● **Exercise aim**
Reproduce without any change the lines running from the one containing "Trace the outline of every instance of the shirt" through the end of the entries, and nothing else.

● **Contour annotation entries**
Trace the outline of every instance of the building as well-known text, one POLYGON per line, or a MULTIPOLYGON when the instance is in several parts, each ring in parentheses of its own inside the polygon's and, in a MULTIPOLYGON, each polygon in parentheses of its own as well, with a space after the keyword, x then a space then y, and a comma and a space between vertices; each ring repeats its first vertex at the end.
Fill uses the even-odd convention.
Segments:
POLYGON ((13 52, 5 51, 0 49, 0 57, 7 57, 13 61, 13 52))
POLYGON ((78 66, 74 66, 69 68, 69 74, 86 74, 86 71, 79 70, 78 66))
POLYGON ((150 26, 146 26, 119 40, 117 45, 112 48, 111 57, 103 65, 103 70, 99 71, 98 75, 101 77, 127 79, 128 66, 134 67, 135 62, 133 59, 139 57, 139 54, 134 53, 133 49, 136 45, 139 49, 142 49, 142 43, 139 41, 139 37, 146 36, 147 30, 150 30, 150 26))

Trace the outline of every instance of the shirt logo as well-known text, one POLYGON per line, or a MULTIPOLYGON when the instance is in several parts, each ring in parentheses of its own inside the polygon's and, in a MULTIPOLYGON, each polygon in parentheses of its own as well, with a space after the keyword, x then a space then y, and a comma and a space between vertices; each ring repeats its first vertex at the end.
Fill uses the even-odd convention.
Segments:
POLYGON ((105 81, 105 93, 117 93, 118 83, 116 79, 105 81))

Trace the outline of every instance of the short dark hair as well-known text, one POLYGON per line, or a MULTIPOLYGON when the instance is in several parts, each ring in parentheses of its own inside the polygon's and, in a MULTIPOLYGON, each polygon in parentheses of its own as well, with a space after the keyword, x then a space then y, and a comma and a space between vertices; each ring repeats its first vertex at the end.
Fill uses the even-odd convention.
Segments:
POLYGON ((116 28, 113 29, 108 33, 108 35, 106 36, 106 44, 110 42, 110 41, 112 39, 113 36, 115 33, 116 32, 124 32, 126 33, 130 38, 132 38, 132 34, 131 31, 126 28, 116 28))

● **Output**
Trace the outline of every instance of the shirt logo as well-known text, one POLYGON per line, or a MULTIPOLYGON when the instance is in several parts, each ring in parentheses of its own inside the polygon's and, in a MULTIPOLYGON, each polygon in parentheses of its own as well, with a space after the keyword, x then a space then y, and a comma and a space between vertices; each ring repeats its first vertex at the end.
Fill uses the even-odd convention.
Segments:
POLYGON ((105 81, 105 93, 117 93, 118 83, 116 79, 105 81))

Trace the outline of every instance of the short dark hair as well-known text, one POLYGON per line, or a MULTIPOLYGON when the instance is in several parts, each ring in parentheses of its own inside the polygon's and, in a MULTIPOLYGON, each polygon in parentheses of its own as well, with a space after the keyword, x then a space then y, and a comma and a space between vertices; each ring repeats its first vertex at the end.
Fill uses the even-odd convention.
Segments:
POLYGON ((116 28, 113 29, 108 33, 108 35, 106 36, 106 44, 110 42, 110 41, 112 39, 113 36, 115 33, 116 32, 124 32, 126 33, 130 38, 132 38, 132 34, 131 31, 126 28, 116 28))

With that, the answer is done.